══ PAGE EXCERPT
Resampling a multivariate time series
This recipe revisits the topic of resampling but focuses on multivariate time series. We’ll explain why resampling can be a bit tricky for multivariate time series due to the eventual need to use distinct summary statistics for different variables.
Getting ready
When resampling a multivariate time, you may need to apply different summary statistics depending on the variable. For example, you may want to sum up the solar radiation observed at each hour to get a sense of how much power you could generate. Yet, taking the average, instead of the sum, is more sensible when summarizing wind speed because this variable is not cumulative.
How to do it…
We can pass a Python dictionary that details which statistic should be applied to each variable. Then, we can pass this dictionary to the agg
()
method, as follows:
stat_by_variable = { 'Incoming Solar': 'sum', 'Wind Dir': 'mean', 'Snow Depth': 'sum', 'Wind Speed': 'mean', 'Dewpoint': 'mean', 'Precipitation': 'sum', 'Vapor Pressure': 'mean', 'Relative Humidity': 'mean', 'Air Temp': 'max', } data_daily = data.resample('D').agg(stat_by_variable)
We aggregate the time series into a daily periodicity using different summary statistics. For example, we want to sum up the solar radiation observed each day. For the air temperature variable (Air Temp
), we take the maximum value observed each day.
How it works…
By using a dictionary to pass different summary statistics, we can adjust the frequency of the time series in a more flexible way. Note that if you wanted to apply the mean for all variables, you would not need a dictionary. A simpler way would be to run data.resample('D').mean()
.
════
- PROBLEM DESCRIPTION -
Using the resampling recipe, answer each question briefly:
(a) Why does the recipe say averaging suits wind speed better than summing?
(b) Which summary statistic does the dictionary assign to Air Temp?
(c) What simpler call does the recipe give for applying the mean to all variables?
Rely only on the resampling recipe above.
══ DATA LISTING
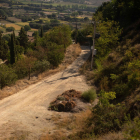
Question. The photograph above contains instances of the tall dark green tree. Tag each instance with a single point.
(12, 50)
(41, 34)
(23, 38)
(3, 48)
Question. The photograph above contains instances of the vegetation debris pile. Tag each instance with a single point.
(66, 101)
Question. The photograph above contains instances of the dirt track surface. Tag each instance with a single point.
(26, 115)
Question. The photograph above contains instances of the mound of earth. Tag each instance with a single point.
(66, 101)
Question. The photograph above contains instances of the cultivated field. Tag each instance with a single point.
(22, 23)
(17, 27)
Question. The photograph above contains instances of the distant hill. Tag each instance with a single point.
(92, 2)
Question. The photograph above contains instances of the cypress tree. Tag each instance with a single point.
(23, 38)
(41, 32)
(12, 50)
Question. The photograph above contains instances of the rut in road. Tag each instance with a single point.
(26, 112)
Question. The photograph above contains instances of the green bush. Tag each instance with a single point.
(7, 76)
(42, 65)
(55, 54)
(10, 29)
(89, 95)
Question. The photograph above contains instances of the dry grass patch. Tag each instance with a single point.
(14, 19)
(66, 125)
(34, 29)
(22, 23)
(112, 136)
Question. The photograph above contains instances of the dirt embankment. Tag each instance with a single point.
(72, 52)
(25, 115)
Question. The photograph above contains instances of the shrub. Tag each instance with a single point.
(42, 65)
(7, 76)
(10, 29)
(89, 95)
(55, 54)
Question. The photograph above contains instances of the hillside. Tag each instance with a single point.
(115, 75)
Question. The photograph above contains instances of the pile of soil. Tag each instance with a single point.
(65, 101)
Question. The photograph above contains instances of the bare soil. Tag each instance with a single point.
(25, 115)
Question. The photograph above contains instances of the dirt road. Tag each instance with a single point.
(26, 115)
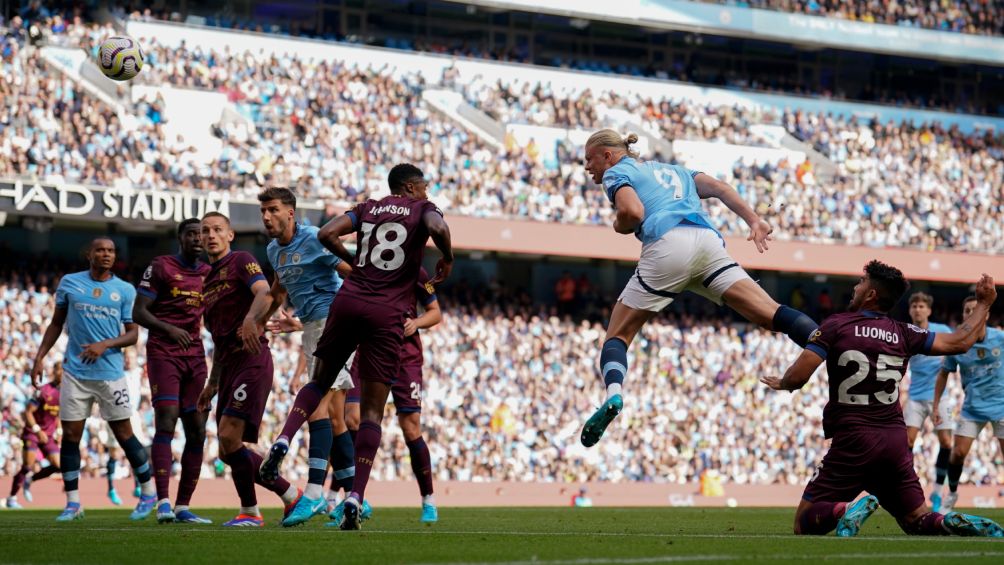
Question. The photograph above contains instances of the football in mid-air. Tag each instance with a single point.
(119, 57)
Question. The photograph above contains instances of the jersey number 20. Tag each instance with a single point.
(384, 245)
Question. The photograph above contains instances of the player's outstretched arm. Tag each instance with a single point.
(330, 236)
(964, 336)
(797, 374)
(940, 385)
(48, 340)
(760, 230)
(250, 329)
(278, 295)
(92, 351)
(630, 211)
(432, 316)
(144, 317)
(440, 232)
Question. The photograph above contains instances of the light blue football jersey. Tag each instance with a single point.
(982, 377)
(924, 370)
(306, 269)
(668, 192)
(95, 311)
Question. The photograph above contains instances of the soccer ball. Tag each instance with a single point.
(119, 57)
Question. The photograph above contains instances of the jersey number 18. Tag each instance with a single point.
(383, 245)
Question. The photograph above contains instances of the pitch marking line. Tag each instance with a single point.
(698, 558)
(171, 530)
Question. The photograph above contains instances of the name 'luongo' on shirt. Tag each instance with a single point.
(876, 333)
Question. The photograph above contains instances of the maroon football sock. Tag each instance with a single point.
(18, 481)
(191, 469)
(45, 473)
(243, 471)
(928, 525)
(160, 453)
(366, 444)
(422, 465)
(821, 518)
(279, 487)
(305, 403)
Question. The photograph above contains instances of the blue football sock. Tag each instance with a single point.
(795, 324)
(613, 364)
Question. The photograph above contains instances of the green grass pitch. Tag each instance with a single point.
(484, 535)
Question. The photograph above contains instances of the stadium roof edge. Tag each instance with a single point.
(799, 29)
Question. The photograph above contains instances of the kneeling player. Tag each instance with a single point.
(242, 364)
(40, 421)
(866, 353)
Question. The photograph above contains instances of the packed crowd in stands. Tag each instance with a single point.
(329, 130)
(982, 17)
(507, 384)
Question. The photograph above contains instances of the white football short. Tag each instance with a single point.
(686, 258)
(917, 411)
(76, 397)
(972, 428)
(311, 334)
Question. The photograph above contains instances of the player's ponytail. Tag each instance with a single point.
(612, 139)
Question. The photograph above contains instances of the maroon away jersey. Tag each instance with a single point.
(228, 297)
(411, 351)
(392, 239)
(176, 288)
(866, 355)
(47, 408)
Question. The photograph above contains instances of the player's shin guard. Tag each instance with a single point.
(15, 487)
(69, 461)
(941, 466)
(280, 486)
(954, 474)
(137, 456)
(366, 444)
(45, 473)
(928, 525)
(613, 364)
(795, 324)
(160, 453)
(342, 463)
(821, 518)
(422, 465)
(242, 471)
(305, 403)
(318, 449)
(191, 469)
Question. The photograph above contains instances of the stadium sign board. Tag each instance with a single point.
(115, 205)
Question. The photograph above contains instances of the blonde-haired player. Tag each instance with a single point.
(661, 205)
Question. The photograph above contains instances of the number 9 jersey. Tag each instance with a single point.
(866, 354)
(391, 242)
(668, 192)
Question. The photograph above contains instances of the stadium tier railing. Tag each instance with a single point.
(771, 25)
(432, 65)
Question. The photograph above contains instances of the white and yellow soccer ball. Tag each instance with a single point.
(119, 57)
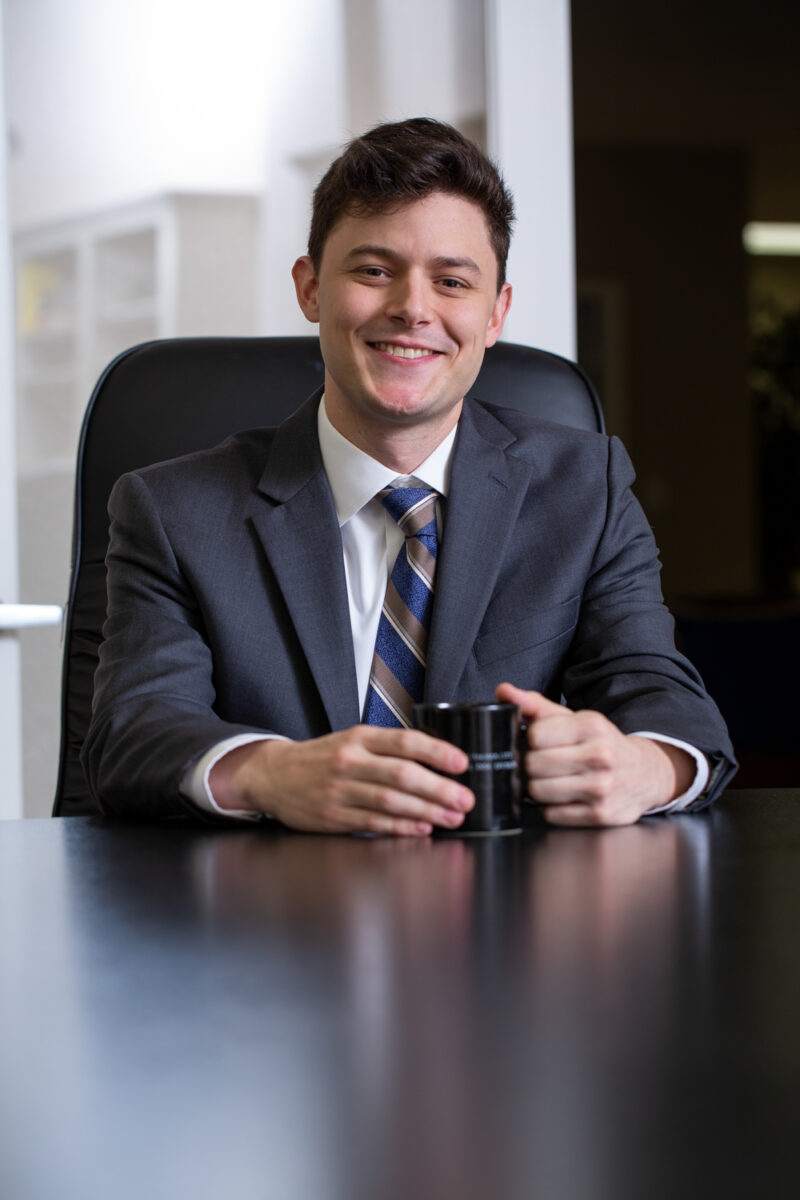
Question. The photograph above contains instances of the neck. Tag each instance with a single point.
(402, 448)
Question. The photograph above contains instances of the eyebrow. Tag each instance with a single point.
(443, 262)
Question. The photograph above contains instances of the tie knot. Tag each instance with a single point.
(413, 508)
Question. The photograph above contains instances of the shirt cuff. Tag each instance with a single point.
(701, 774)
(194, 780)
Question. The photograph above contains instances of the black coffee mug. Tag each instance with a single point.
(493, 735)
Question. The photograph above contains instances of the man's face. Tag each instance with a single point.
(407, 303)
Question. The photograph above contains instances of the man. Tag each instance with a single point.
(246, 583)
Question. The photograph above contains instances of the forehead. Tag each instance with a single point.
(439, 225)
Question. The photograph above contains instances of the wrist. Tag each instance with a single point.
(238, 780)
(677, 769)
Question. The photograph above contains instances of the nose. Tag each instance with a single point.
(409, 300)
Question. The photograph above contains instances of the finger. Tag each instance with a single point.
(417, 747)
(382, 783)
(557, 762)
(531, 703)
(372, 809)
(587, 816)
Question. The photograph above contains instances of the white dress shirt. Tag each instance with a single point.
(371, 541)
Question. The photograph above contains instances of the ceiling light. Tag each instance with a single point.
(771, 238)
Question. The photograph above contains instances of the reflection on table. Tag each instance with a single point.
(570, 1013)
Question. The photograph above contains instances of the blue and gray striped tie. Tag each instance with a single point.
(397, 677)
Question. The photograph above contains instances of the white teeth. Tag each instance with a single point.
(403, 352)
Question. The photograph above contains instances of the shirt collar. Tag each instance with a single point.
(355, 478)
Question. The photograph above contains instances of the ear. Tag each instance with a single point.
(499, 313)
(307, 287)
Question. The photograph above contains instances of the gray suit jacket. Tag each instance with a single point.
(228, 612)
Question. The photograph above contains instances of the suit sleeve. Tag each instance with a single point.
(152, 711)
(623, 660)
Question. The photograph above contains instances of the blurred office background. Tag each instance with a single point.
(158, 168)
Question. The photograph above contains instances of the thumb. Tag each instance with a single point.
(531, 703)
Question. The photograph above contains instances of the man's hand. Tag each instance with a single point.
(361, 780)
(584, 772)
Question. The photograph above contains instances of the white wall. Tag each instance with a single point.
(112, 100)
(11, 787)
(529, 109)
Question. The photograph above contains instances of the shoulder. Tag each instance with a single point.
(240, 457)
(537, 442)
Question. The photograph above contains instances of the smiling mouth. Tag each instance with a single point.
(403, 352)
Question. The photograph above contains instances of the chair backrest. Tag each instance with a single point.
(169, 397)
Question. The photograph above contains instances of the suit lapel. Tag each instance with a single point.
(486, 490)
(298, 527)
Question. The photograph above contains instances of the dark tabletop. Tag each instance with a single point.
(228, 1012)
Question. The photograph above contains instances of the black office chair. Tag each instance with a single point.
(169, 397)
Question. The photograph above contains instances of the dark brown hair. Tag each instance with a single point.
(405, 161)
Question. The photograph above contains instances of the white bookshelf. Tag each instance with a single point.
(173, 265)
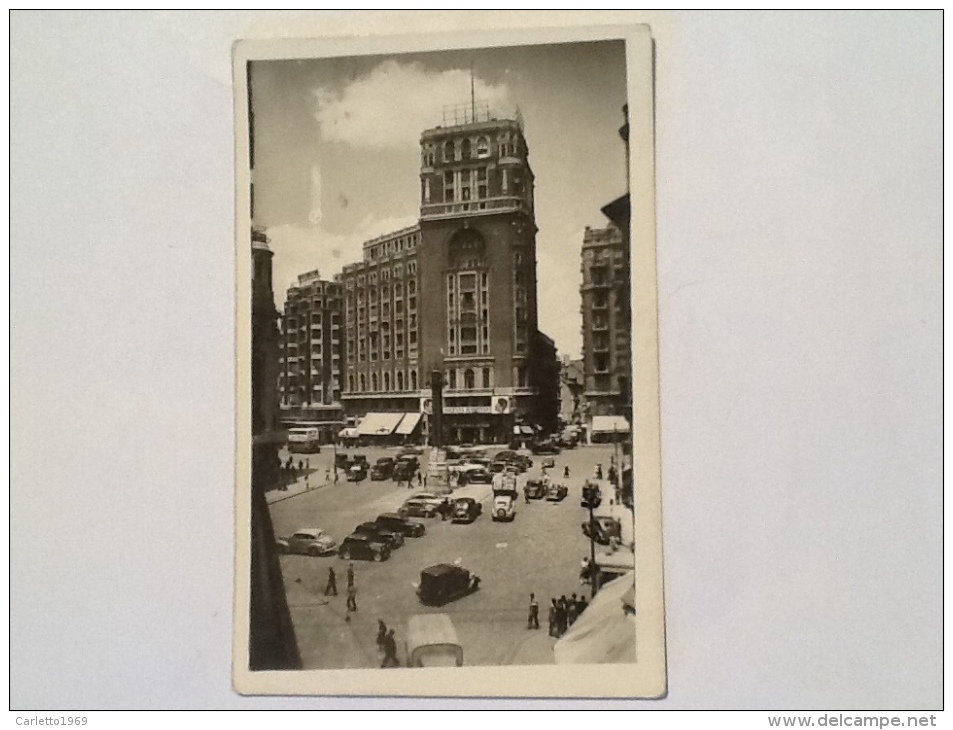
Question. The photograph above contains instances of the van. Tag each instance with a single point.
(432, 642)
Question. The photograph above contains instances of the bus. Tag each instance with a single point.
(304, 440)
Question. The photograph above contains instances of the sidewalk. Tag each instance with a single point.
(301, 485)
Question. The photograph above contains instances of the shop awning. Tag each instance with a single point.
(379, 424)
(609, 424)
(408, 423)
(605, 632)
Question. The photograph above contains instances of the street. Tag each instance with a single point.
(540, 551)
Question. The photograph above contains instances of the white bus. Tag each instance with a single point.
(303, 440)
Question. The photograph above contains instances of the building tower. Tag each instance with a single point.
(477, 273)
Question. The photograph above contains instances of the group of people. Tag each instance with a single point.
(331, 589)
(387, 645)
(563, 613)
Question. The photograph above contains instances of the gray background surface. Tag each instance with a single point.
(800, 283)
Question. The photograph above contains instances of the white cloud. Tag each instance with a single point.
(390, 106)
(299, 249)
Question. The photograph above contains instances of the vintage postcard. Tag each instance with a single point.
(448, 457)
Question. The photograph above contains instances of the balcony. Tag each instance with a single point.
(479, 206)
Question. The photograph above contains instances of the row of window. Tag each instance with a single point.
(382, 381)
(468, 149)
(371, 279)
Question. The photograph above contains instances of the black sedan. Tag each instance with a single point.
(358, 546)
(466, 510)
(392, 539)
(393, 522)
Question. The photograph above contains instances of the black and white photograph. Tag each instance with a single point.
(442, 468)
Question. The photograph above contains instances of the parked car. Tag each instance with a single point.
(395, 523)
(591, 496)
(504, 508)
(480, 475)
(358, 546)
(443, 583)
(414, 507)
(534, 489)
(466, 509)
(392, 539)
(547, 446)
(602, 529)
(382, 469)
(307, 541)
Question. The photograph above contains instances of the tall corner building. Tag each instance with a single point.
(606, 327)
(310, 355)
(455, 293)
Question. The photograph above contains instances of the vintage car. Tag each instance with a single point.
(307, 541)
(465, 509)
(392, 539)
(422, 504)
(479, 475)
(432, 642)
(443, 583)
(382, 469)
(602, 529)
(591, 496)
(395, 523)
(534, 489)
(504, 508)
(359, 546)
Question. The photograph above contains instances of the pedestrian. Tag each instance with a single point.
(532, 621)
(581, 604)
(332, 587)
(571, 614)
(381, 634)
(390, 651)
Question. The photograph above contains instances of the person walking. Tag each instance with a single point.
(571, 614)
(351, 599)
(381, 634)
(532, 621)
(552, 618)
(390, 651)
(332, 587)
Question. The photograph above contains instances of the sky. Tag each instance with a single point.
(337, 152)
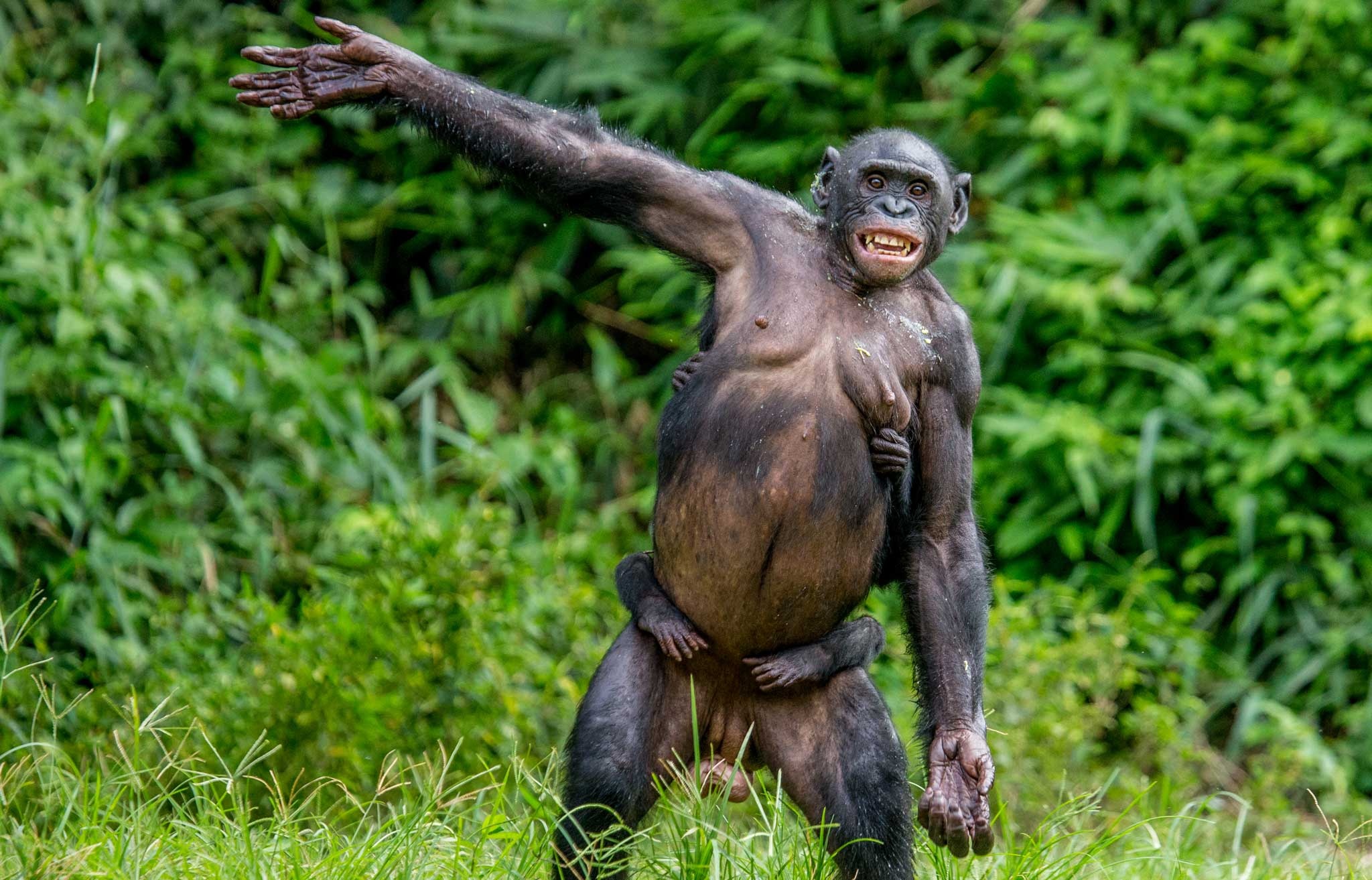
════
- OUTPUT FOR THIS TASK -
(a) Wind speed is not cumulative.
(b) The maximum ('max').
(c) data.resample('D').mean()